◆ CHALLENGE 1: In the rows, replace "olive" with "lemon" and reproduce every line otherwise unchanged.
◆ CHALLENGE 2: Extend the post on monitoring VMware with Hyperic HQ, picking up after its final sentence.

◆ PASSAGE GIVEN:
>> START
December 11, 2007 9:52 PM
Posted by: Joe Foran
, Joseph Foran
, VMware ESX
At the risk of sounding like a commercial, Hyperic HQ is my leading-choice for agent-based systems management tools to handle both VMware and non-VMware systems. Personally I tend to prefer non-agent-based systems, but the Hyperic tools work, and work especially well for VMware environments. I like them because I’m an open-source nut – first attracted to it because of the price; I found I had a zero-dollar a day addiction to the LAMPP stack, MySQL, and Dia. Like all GPL junkies, I kept looking for more, and after a few years I found Nagios, then Groundwork, then Hyperic while doing some research for a presentation at Data Center Decisions 2006. I’ve been hooked on them since. I particularly like Hyperic’s rewards program for contributors who find bugs, fix bugs, and make the software better.
From 50,000 feet, Hyperic’s monitoring architecture looks like this:
You may be wondering why I use anything to monitor my VMware environment aside from VirtualCenter – number one is that I do use VC, but I prefer not to use multiple tools. I’ve been in a Fortune 100 company where there were so many 32″ LCD screens on the wall that you didn’t really know what was happening because you were getting so many different results from so many different tools. It was about as useful as having nothing at all except for a user’s phone call to tell you something was down. I have physical and virtual systems that I need to monitor, and until the day comes that my company goes 100% virtualized, I need one tool to monitor them all (please feel free to insert your own LotR joke here).
I’ll bypass the non-VMware material and get to the relevant point – using Hyperic to monitor VMware products – after this brief warning:
Reading the install manual is generally a must – there are several caveats to getting Hyperic fully functional, notably around graphing and charting and deprecated libraries that may need to be installed. Or, you can skip all that by downloading the pre-made Virtual Appliance. If you opt for that option, install the VMware Tools, or else time drift will cause a problem with reporting.
For this run I’m using the prebuilt virtual machine. If you need to install your own server, you need the following:
- 1 GHz or higher Pentium 4, or equivalent (2 x 2.4GHz Pentium Xeon or equivalent recommended)
- 1 GB RAM (4 or more GB recommended)
- 1-5 GB Free Disk Space
On Linux systems, you’ll also need an X server running (or at least the libraries).
To install, you need to run the command setup.sh -full and answer the prompted questions. Overall, it’s a straightforward installation. On a Linux system, execute w/ hq-server.sh start. At another point in the series, I’ll go into using datbases other than the default. You can use Oracle or Postgres, but not MySQL. I’m a big MySQL fan, so I would like to see support for it added later. EnterpriseDB, being a Postgres database engine, is supported.
>> END
◆ EXTRACTED RECORDS:
>> START
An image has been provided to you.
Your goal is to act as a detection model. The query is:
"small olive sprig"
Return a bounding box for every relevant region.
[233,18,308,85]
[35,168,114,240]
>> END
◆ EXPECTED ANSWER 1:
An image has been provided to you.
Your goal is to act as a detection model. The query is:
"small lemon sprig"
Return a bounding box for every relevant region.
[233,18,308,85]
[35,168,114,240]

◆ EXPECTED ANSWER 2:
Now, onto the agent part of the installation… it requires touching the guests, and this can be easily forgotten when you’re of the mindset that you can manage so much through VC. Some preparatory work is needed in order for proper operations on the ESX host. First amongst these is the creation of a user account (hqadmin is the default used by the agent) on the local machine. This account needs to have the admin-level role in ESX.
To install the agent:
(where x = the version number of the agent you’re installing)
You will get some prompts, most of them self-explanatory, about what sort of install you want to perform. I recommend saying yes to secure communications and using port 7443 instead of 7080 as the default port. When you are prompted for the user name, use the account you created earlier.
Configuring ESX3 to report to the HQ server requires some modification of the firewall. It’s easily accomplished with a couple of commands:
esxcfg-firewall –openPort 7443,tcp,out,HypericHQAgent
esxcfg-firewall –openPort 2144,tcp,in,HypericHQAgent
Note that if you selected the default port (7080) when you set up the agent, rather than the SSL port of 7443, you will have to use that port number. Again, I recommend using 7443 for secure communications.
Once the host has the agent installed, you can install agents on the guests (virtual machines) in the same fashion. When these agents are installed, their descriptor the Hyperic management console will indicate to which host they belong.
The VMware-specific monitoring information covers a lot of VM- and Host-specific functions on ESX hosts. The following, taken straight off Hyperic’s documentation, lists them:
Vmware Monitoring Specification
- General Server Metrics (CPU used, Total Memory Used, etc.)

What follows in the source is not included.